- _Task instructions_
Across the records, find how many lines include the string "below" and answer with only the figure.

——

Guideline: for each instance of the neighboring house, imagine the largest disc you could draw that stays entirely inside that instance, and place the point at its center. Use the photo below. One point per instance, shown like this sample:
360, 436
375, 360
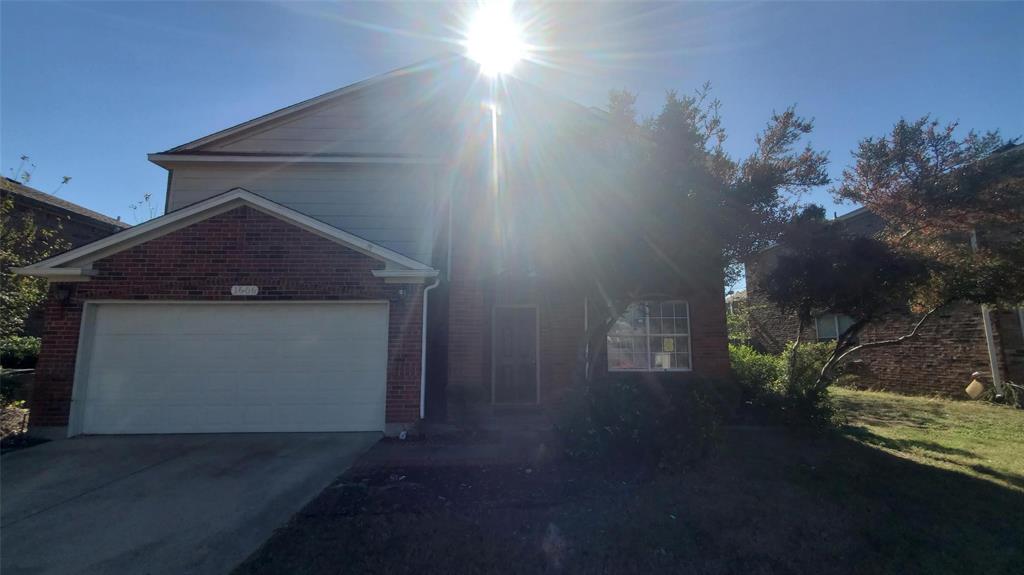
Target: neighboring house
72, 224
355, 262
949, 348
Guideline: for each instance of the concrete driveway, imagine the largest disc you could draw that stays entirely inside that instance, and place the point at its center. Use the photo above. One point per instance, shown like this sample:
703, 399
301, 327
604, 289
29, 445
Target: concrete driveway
182, 503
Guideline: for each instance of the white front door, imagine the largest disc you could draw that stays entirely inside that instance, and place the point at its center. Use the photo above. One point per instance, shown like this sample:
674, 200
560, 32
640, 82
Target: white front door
219, 367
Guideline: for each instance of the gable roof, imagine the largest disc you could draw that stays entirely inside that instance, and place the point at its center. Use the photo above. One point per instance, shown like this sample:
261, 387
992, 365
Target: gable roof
457, 65
17, 188
77, 262
190, 147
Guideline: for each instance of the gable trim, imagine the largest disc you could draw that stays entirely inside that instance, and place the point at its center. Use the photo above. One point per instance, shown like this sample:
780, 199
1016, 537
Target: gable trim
206, 209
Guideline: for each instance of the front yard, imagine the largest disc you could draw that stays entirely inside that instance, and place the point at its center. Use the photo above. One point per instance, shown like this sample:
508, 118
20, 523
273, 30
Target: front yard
909, 486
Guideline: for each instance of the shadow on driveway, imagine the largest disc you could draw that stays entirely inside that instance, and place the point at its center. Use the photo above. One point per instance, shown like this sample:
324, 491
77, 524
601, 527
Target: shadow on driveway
172, 503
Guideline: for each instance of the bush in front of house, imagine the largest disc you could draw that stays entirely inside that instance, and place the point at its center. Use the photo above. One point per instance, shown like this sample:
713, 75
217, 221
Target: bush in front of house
777, 397
639, 418
18, 352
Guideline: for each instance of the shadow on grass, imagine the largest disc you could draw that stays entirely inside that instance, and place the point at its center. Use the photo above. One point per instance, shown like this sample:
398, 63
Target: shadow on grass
1012, 479
769, 501
904, 445
892, 413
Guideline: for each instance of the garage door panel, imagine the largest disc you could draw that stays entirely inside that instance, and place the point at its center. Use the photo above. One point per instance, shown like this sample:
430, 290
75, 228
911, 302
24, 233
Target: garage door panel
236, 367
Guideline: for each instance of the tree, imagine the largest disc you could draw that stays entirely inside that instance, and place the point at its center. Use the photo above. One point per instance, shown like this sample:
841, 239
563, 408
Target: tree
691, 211
953, 230
22, 242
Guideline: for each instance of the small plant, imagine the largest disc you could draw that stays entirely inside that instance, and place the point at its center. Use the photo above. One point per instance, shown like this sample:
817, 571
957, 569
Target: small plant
1013, 395
17, 352
641, 418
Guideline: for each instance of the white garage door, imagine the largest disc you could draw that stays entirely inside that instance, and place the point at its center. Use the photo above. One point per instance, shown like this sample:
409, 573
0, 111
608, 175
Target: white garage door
195, 367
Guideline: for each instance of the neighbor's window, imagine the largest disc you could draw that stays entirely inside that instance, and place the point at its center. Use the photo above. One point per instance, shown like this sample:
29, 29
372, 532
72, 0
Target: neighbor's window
829, 325
651, 337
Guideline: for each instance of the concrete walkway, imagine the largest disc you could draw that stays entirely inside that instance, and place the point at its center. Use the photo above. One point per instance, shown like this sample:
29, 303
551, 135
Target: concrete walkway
154, 504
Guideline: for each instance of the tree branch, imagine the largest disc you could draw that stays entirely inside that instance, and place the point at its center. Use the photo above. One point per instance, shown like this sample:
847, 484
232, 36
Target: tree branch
892, 342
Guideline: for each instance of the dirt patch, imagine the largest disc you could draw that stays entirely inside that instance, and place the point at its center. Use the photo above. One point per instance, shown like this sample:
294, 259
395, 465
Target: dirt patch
769, 502
13, 421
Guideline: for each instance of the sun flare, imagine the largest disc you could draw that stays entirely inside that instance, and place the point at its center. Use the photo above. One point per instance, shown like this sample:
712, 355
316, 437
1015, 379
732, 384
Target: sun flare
494, 38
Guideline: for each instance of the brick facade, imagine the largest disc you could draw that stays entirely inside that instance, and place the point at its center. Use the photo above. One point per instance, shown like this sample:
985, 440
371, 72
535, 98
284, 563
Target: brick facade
561, 329
202, 262
939, 361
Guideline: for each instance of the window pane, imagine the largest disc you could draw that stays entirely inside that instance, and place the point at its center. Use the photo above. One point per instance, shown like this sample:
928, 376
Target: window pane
650, 336
632, 322
627, 352
845, 321
669, 352
826, 326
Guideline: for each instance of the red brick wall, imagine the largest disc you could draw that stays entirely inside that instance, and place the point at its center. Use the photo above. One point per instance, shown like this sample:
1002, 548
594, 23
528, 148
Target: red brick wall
949, 347
202, 262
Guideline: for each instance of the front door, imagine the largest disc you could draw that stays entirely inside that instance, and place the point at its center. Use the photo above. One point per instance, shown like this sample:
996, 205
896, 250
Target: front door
515, 367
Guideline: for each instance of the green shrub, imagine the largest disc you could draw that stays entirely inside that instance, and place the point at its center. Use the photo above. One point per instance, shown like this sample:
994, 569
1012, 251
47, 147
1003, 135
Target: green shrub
768, 387
806, 403
18, 352
639, 418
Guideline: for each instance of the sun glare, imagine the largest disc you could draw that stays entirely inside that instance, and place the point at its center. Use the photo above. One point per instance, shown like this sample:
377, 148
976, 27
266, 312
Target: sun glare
494, 38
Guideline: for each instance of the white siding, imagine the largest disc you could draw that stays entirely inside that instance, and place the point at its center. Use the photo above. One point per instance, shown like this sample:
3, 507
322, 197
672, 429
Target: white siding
388, 204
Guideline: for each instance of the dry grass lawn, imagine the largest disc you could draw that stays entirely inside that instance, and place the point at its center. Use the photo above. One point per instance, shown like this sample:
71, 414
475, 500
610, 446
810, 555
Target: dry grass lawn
910, 486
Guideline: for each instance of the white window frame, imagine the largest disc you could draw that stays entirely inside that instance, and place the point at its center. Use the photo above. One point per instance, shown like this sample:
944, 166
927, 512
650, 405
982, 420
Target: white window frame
647, 336
817, 337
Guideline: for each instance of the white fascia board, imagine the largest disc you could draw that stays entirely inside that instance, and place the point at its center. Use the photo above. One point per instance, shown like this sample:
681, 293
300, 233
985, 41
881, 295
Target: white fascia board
404, 275
170, 160
209, 208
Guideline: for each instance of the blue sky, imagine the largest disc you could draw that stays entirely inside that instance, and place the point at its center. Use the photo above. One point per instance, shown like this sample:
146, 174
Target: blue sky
88, 89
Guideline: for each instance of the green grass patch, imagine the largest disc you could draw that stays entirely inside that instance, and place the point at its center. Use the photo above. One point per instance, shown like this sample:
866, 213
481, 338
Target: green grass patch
979, 439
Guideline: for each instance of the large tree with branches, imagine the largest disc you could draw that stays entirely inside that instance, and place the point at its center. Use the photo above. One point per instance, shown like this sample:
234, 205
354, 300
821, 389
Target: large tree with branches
952, 213
691, 212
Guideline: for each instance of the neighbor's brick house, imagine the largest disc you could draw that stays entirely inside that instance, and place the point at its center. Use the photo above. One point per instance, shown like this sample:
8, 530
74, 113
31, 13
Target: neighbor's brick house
72, 225
415, 284
949, 347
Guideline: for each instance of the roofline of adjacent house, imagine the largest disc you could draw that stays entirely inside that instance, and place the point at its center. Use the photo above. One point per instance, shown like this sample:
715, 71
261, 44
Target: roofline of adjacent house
184, 216
48, 200
847, 216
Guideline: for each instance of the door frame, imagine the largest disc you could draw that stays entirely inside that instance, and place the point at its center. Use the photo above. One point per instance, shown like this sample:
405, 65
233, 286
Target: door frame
494, 347
80, 381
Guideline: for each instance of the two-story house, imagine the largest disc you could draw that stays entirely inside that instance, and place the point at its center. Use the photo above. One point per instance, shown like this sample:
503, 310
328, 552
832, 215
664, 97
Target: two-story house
397, 249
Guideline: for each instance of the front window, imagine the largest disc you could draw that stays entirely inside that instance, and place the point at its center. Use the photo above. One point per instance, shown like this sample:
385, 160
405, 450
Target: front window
830, 325
651, 337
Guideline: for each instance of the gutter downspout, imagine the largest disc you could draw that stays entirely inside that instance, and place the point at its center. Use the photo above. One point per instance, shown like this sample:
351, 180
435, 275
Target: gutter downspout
986, 320
423, 348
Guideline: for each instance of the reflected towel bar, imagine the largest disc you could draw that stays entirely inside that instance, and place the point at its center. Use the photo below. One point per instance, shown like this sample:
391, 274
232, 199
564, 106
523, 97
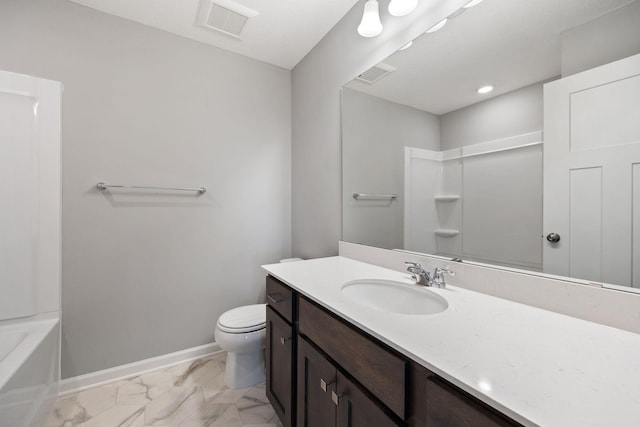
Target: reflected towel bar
102, 186
364, 196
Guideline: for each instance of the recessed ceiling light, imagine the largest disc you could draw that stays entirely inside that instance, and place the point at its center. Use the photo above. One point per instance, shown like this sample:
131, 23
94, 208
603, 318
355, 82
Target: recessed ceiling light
472, 3
436, 27
407, 46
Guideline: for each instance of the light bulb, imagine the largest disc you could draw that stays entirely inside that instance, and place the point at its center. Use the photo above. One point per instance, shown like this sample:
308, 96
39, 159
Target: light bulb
370, 26
402, 7
485, 89
436, 27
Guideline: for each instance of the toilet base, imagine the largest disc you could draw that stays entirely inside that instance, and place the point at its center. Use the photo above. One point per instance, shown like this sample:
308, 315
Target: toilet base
244, 369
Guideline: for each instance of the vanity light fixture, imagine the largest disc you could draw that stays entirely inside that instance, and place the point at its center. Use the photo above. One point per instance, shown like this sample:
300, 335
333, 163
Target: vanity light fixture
437, 27
402, 7
407, 46
370, 26
472, 3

——

- _Solution_
2